> **WORK TO DO**: Return all the data, word for word.

> **Stored records**:
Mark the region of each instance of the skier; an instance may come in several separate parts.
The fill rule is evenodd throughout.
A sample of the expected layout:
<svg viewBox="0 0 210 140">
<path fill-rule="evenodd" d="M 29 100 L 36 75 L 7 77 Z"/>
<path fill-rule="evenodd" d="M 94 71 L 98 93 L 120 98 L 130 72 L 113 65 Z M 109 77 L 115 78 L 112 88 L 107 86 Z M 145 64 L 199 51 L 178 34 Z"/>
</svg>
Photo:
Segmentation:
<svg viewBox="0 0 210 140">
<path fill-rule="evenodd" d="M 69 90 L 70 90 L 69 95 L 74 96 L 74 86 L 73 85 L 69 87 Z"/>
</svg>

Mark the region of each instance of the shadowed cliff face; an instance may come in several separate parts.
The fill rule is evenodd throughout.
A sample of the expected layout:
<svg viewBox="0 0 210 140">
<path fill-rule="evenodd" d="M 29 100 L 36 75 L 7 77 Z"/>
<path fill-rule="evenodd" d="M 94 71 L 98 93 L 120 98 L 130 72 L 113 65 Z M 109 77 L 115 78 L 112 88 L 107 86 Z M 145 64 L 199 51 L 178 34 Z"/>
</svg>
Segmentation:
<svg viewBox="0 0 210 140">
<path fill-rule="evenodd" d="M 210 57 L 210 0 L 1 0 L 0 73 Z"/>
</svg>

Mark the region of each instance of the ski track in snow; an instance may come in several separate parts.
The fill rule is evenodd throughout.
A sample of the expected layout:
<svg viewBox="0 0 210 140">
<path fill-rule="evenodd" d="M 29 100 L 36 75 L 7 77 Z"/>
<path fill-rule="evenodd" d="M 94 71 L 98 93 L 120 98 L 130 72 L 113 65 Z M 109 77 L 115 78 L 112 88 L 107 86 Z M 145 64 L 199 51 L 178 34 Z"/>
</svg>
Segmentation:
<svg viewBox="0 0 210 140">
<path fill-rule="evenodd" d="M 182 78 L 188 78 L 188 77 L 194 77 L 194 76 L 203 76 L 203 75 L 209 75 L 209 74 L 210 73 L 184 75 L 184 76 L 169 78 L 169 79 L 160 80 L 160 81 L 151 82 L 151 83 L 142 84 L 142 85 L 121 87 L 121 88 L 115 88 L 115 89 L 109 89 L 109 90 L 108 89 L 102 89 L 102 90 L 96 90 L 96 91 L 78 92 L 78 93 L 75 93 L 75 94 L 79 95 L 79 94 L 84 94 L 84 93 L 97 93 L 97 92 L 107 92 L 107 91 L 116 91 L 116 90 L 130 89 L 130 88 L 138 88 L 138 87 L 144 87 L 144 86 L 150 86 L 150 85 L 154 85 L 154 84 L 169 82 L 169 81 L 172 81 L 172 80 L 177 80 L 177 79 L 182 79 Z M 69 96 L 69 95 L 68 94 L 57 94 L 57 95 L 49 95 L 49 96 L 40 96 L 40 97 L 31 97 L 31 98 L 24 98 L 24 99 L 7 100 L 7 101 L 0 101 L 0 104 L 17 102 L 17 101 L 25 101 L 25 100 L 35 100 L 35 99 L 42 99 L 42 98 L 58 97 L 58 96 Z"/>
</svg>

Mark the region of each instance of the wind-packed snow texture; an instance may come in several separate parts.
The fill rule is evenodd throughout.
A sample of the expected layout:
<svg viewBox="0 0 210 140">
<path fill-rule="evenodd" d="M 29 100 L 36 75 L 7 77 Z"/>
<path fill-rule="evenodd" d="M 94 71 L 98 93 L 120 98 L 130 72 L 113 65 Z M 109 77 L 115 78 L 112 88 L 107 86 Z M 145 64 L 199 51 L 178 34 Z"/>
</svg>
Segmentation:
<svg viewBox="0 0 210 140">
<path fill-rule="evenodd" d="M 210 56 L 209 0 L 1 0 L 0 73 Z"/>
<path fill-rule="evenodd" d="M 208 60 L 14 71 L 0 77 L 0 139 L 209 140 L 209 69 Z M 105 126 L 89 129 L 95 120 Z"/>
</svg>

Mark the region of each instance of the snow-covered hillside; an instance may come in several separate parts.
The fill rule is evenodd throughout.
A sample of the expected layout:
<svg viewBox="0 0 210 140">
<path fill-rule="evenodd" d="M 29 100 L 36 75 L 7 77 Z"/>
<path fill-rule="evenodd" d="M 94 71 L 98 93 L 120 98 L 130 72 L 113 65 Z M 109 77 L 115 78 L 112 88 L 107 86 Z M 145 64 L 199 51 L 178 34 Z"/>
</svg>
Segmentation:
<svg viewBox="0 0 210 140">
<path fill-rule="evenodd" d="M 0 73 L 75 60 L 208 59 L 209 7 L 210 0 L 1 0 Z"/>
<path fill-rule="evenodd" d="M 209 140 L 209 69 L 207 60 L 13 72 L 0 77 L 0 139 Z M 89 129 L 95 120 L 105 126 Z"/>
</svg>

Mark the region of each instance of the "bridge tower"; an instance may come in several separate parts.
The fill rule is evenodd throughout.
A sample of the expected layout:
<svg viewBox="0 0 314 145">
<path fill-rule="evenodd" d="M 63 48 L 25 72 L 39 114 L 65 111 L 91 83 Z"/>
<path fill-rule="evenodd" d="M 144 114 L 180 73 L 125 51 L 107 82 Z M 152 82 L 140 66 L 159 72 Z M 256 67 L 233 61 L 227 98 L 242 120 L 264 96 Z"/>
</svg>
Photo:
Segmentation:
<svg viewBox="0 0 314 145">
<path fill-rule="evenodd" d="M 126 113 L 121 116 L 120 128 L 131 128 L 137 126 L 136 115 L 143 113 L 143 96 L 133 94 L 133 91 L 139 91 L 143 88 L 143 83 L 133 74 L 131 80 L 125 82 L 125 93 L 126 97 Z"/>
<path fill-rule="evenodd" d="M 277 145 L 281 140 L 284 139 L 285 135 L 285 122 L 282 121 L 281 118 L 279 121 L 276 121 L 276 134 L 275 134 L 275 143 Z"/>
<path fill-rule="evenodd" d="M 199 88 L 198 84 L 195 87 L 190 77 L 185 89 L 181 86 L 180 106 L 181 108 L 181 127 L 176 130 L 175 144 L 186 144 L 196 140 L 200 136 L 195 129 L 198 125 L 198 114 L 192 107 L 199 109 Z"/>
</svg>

> **WRITTEN SOLUTION**:
Mark the region of each instance of the skier; an instance may come in several separate parts.
The fill rule is evenodd throughout.
A sample of the expected layout:
<svg viewBox="0 0 210 140">
<path fill-rule="evenodd" d="M 29 100 L 36 75 L 7 77 Z"/>
<path fill-rule="evenodd" d="M 94 71 L 98 93 L 120 98 L 130 72 L 113 65 Z M 109 77 L 115 78 L 112 88 L 107 86 Z M 145 64 L 199 51 L 178 34 Z"/>
</svg>
Photo:
Segmentation:
<svg viewBox="0 0 210 140">
<path fill-rule="evenodd" d="M 69 90 L 70 90 L 69 95 L 74 96 L 74 86 L 73 85 L 69 87 Z"/>
</svg>

Mark the region of each instance of the shadowed cliff face; an instance may come in several separate parts.
The fill rule is evenodd throughout.
A sample of the expected layout:
<svg viewBox="0 0 210 140">
<path fill-rule="evenodd" d="M 29 100 L 36 75 L 7 77 Z"/>
<path fill-rule="evenodd" d="M 94 71 L 98 93 L 120 98 L 130 72 L 113 65 Z M 109 77 L 115 78 L 112 88 L 107 86 Z M 145 64 L 199 51 L 178 34 Z"/>
</svg>
Segmentation:
<svg viewBox="0 0 210 140">
<path fill-rule="evenodd" d="M 210 57 L 210 0 L 1 0 L 0 73 Z"/>
</svg>

Mark the region of each instance of the ski track in snow; an instance may come in several separate parts.
The fill rule is evenodd throughout.
A sample of the expected layout:
<svg viewBox="0 0 210 140">
<path fill-rule="evenodd" d="M 29 100 L 36 75 L 7 77 Z"/>
<path fill-rule="evenodd" d="M 94 71 L 98 93 L 120 98 L 130 72 L 113 65 Z M 109 77 L 115 78 L 112 88 L 107 86 Z M 145 64 L 199 51 L 178 34 Z"/>
</svg>
Segmentation:
<svg viewBox="0 0 210 140">
<path fill-rule="evenodd" d="M 182 78 L 188 78 L 188 77 L 194 77 L 194 76 L 203 76 L 203 75 L 209 75 L 209 74 L 210 73 L 184 75 L 184 76 L 169 78 L 169 79 L 160 80 L 160 81 L 151 82 L 151 83 L 142 84 L 142 85 L 121 87 L 121 88 L 115 88 L 115 89 L 109 89 L 109 90 L 108 89 L 102 89 L 102 90 L 96 90 L 96 91 L 78 92 L 78 93 L 75 93 L 75 94 L 79 95 L 79 94 L 84 94 L 84 93 L 97 93 L 97 92 L 107 92 L 107 91 L 116 91 L 116 90 L 130 89 L 130 88 L 138 88 L 138 87 L 144 87 L 144 86 L 150 86 L 150 85 L 154 85 L 154 84 L 169 82 L 169 81 L 172 81 L 172 80 L 177 80 L 177 79 L 182 79 Z M 69 96 L 69 95 L 68 94 L 57 94 L 57 95 L 49 95 L 49 96 L 40 96 L 40 97 L 31 97 L 31 98 L 24 98 L 24 99 L 7 100 L 7 101 L 0 101 L 0 104 L 17 102 L 17 101 L 25 101 L 25 100 L 35 100 L 35 99 L 42 99 L 42 98 L 58 97 L 58 96 Z"/>
</svg>

Mark the region of each instance of the wind-packed snow texture; an instance may come in several separate parts.
The fill rule is evenodd throughout.
A sample of the expected layout:
<svg viewBox="0 0 210 140">
<path fill-rule="evenodd" d="M 29 100 L 36 75 L 7 77 Z"/>
<path fill-rule="evenodd" d="M 94 71 L 98 93 L 120 98 L 130 72 L 113 65 Z M 109 77 L 115 78 L 112 88 L 107 86 Z M 145 64 L 199 51 L 178 34 Z"/>
</svg>
Segmentation:
<svg viewBox="0 0 210 140">
<path fill-rule="evenodd" d="M 210 56 L 209 0 L 1 0 L 0 73 Z"/>
<path fill-rule="evenodd" d="M 208 60 L 14 71 L 0 77 L 0 139 L 209 140 L 209 69 Z M 105 126 L 89 129 L 95 120 Z"/>
</svg>

Mark the region of each instance of the snow-covered hillside; an instance may come in several separate parts.
The fill rule is evenodd throughout.
A sample of the expected layout:
<svg viewBox="0 0 210 140">
<path fill-rule="evenodd" d="M 29 100 L 36 75 L 7 77 Z"/>
<path fill-rule="evenodd" d="M 94 71 L 98 93 L 120 98 L 130 72 L 113 65 Z M 109 77 L 115 78 L 112 88 L 107 86 Z M 145 64 L 199 51 L 178 34 Z"/>
</svg>
Segmentation:
<svg viewBox="0 0 210 140">
<path fill-rule="evenodd" d="M 0 73 L 75 60 L 208 59 L 209 7 L 210 0 L 1 0 Z"/>
<path fill-rule="evenodd" d="M 209 140 L 209 69 L 207 60 L 13 72 L 0 77 L 0 139 Z M 89 129 L 95 120 L 105 126 Z"/>
</svg>

Mark the region of each instance of the "bridge tower"; an instance may come in several separate parts.
The fill rule is evenodd throughout.
A sample of the expected layout:
<svg viewBox="0 0 314 145">
<path fill-rule="evenodd" d="M 63 48 L 25 72 L 39 114 L 65 111 L 91 83 Z"/>
<path fill-rule="evenodd" d="M 144 114 L 180 73 L 125 51 L 107 82 Z M 152 82 L 140 66 L 159 72 Z M 256 67 L 233 61 L 227 98 L 242 120 L 264 96 Z"/>
</svg>
Photo:
Segmentation:
<svg viewBox="0 0 314 145">
<path fill-rule="evenodd" d="M 126 113 L 121 116 L 120 128 L 131 128 L 137 126 L 136 115 L 143 113 L 143 96 L 133 94 L 133 91 L 139 91 L 143 88 L 143 83 L 133 74 L 131 80 L 125 82 L 125 93 L 126 97 Z"/>
<path fill-rule="evenodd" d="M 277 145 L 281 140 L 284 139 L 285 135 L 285 122 L 282 121 L 281 118 L 279 121 L 276 121 L 276 134 L 275 134 L 275 143 Z"/>
<path fill-rule="evenodd" d="M 199 88 L 198 84 L 195 87 L 190 77 L 185 89 L 181 86 L 180 106 L 181 108 L 181 127 L 176 130 L 175 144 L 186 144 L 196 140 L 200 136 L 195 129 L 198 125 L 198 114 L 192 107 L 199 109 Z"/>
</svg>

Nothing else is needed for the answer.